* [Document]:
2               FEITEN

2.1         Voor de beoordeling van de klacht gaat de raad, gelet op het klachtdossier uit van de volgende feiten.

2.2         Verweerster staat mevrouw D, zijnde een werkneemster van klaagster, bij in een arbeidsgeschil met klaagster.

2.3         Medio 2018 heeft mediation plaatsgevonden. Voorafgaand aan de mediation hebben partijen een mediation overeenkomst en een “MfN-model Geheimhoudingsverklaring” ondertekend waarin wordt verwezen naar de artikelen 6 en 7 van het MfN- mediationreglement.

2.4         In september 2018 heeft de advocaat van klaagster een ontbindingsverzoek ingediend bij de kantonrechter. Verweerster heeft namens mevrouw D een verweerschrift ingediend. In randnummer 25 van het verweerschrift heeft verweerster het volgende naar voren gebracht:

“(25) Dat de mediation uiteindelijk niet tot een oplossing heeft geleid, is wat [mevrouw D] betreft uiterst jammer te noemen. Echter mocht [klaagster] dit ook in de schoenen van [mevrouw D] willen schuiven, dan geldt dat [mevrouw D] betwist dat de mediation enkel door haar toedoen is mislukt. Voor het slagen van een mediation zijn twee partijen nodig, welke beide water bij de wijn zullen moeten doen. Echter als het doel van één van de partijen dan hetzelfde blijft – het beëindigen van het dienstverband – en geen oplossing kan worden gezocht in andere aanwezige richtingen omdat er enkel gedacht wordt in onmogelijkheden, dan is en blijft het lastig om dan enig resultaat in het belang van beide partijen te bereiken.(…)

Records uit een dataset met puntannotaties

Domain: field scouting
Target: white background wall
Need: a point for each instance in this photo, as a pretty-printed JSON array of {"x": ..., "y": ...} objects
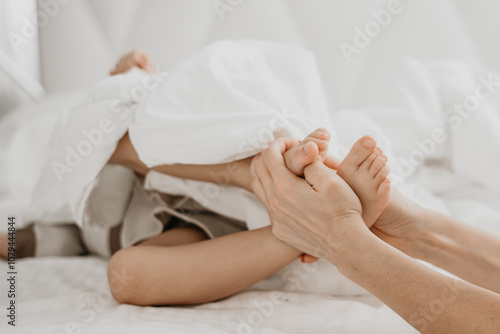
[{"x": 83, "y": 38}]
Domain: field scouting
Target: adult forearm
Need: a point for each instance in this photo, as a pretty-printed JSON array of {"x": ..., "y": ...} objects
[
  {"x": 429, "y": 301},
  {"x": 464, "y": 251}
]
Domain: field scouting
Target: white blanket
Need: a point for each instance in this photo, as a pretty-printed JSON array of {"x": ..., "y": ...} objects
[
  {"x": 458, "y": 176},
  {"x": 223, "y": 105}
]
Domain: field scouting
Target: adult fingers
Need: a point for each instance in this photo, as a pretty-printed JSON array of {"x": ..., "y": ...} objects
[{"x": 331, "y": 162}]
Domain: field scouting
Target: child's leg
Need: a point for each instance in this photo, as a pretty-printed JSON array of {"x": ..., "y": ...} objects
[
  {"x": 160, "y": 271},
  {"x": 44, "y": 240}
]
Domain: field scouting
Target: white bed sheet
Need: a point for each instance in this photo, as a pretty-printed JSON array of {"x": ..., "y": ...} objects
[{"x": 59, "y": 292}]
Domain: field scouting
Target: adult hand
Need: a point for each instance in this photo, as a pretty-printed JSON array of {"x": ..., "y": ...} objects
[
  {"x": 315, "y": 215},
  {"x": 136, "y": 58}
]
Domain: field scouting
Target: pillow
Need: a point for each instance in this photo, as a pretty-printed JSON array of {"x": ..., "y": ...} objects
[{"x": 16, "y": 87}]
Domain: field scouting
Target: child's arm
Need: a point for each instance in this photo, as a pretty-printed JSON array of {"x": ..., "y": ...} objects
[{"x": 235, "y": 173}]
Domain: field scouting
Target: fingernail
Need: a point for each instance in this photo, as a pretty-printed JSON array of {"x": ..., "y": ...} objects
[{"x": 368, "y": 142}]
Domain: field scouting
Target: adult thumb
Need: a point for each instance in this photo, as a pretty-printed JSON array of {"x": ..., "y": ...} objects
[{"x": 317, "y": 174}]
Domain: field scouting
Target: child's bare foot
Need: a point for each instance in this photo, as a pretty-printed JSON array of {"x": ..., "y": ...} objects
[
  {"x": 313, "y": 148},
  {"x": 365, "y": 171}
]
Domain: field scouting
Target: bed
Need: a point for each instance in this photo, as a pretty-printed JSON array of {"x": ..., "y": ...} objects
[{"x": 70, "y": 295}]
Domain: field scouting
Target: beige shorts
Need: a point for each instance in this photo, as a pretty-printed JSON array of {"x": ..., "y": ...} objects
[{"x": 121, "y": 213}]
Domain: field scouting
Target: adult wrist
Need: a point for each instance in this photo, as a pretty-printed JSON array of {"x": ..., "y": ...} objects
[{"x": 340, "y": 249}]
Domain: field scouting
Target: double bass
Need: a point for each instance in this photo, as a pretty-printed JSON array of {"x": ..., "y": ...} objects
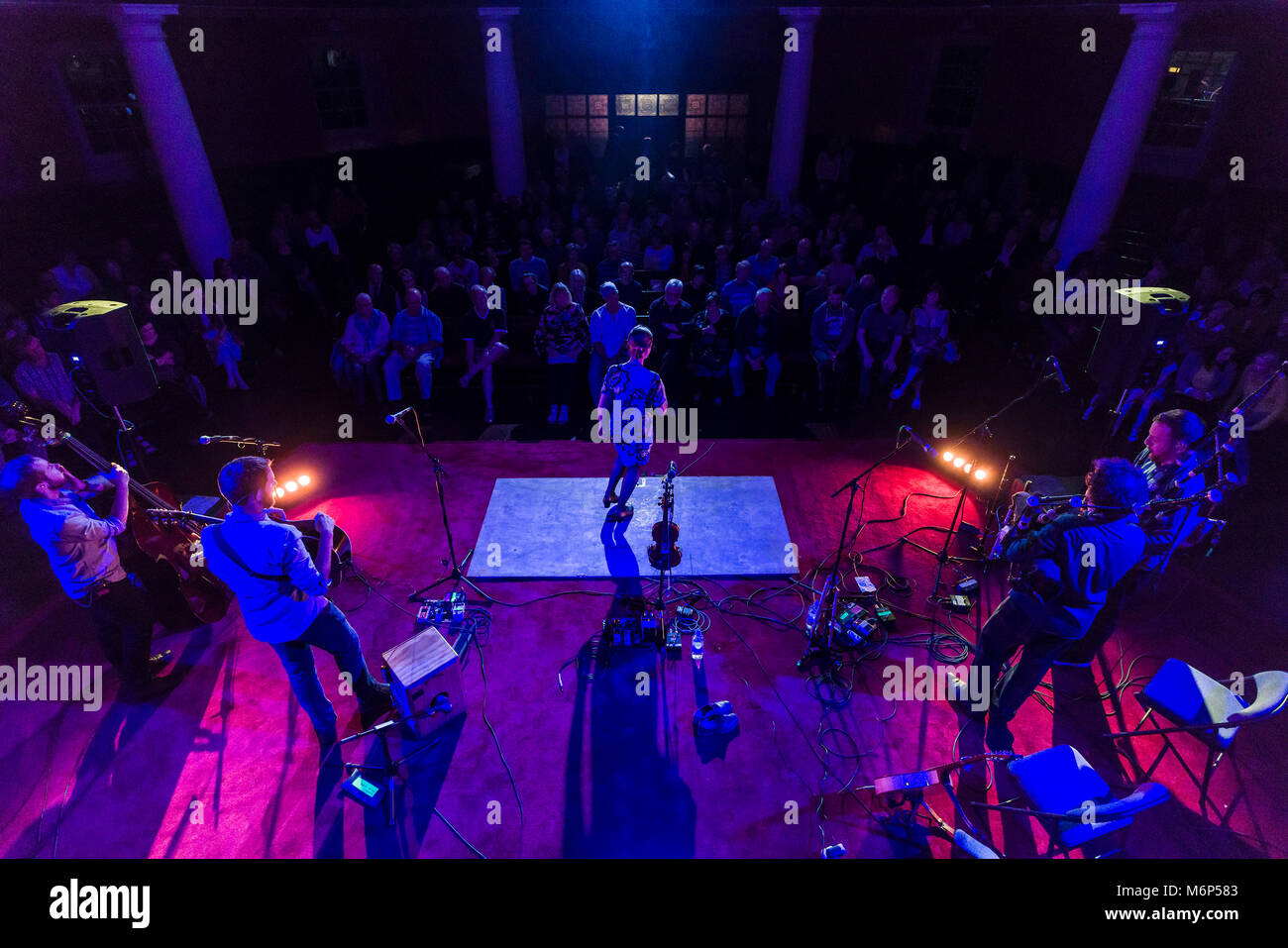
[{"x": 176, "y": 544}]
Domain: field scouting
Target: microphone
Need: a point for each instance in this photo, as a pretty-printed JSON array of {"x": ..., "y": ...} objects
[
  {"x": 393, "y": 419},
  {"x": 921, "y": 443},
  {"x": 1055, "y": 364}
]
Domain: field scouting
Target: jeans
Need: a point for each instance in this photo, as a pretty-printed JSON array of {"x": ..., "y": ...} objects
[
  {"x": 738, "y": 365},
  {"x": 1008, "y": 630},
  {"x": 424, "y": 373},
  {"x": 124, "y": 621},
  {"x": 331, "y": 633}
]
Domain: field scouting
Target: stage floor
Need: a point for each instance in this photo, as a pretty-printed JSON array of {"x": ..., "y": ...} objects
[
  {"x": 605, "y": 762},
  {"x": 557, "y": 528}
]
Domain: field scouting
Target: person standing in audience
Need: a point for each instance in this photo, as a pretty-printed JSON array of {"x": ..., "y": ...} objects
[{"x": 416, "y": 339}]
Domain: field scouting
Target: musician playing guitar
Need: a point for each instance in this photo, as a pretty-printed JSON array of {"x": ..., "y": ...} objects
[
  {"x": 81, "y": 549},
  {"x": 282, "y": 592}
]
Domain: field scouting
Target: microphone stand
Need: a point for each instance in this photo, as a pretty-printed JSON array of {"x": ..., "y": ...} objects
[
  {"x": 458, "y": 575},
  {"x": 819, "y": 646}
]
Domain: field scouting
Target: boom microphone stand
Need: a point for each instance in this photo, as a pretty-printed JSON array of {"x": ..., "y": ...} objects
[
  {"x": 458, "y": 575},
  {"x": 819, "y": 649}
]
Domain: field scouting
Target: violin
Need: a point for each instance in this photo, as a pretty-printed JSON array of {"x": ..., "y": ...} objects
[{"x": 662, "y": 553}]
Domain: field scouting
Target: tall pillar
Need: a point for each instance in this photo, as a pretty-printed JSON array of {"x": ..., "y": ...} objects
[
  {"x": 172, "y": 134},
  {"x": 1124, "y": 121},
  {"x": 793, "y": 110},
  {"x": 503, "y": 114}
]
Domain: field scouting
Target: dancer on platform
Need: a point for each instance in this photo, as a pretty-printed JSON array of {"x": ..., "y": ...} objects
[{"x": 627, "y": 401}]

* [Jouw opdracht]: Geef het deel van de tekst over de feiten tussen "2.1         Voor de" en "arbeidsgeschil met klaagster.", beide inbegrepen, opnieuw weer, waarbij je "arbeidsgeschil" vervangt door "geschil over het dienstverband".

* [Resultaat opdracht]:
2.1         Voor de beoordeling van de klacht gaat de raad, gelet op het klachtdossier uit van de volgende feiten.

2.2         Verweerster staat mevrouw D, zijnde een werkneemster van klaagster, bij in een geschil over het dienstverband met klaagster.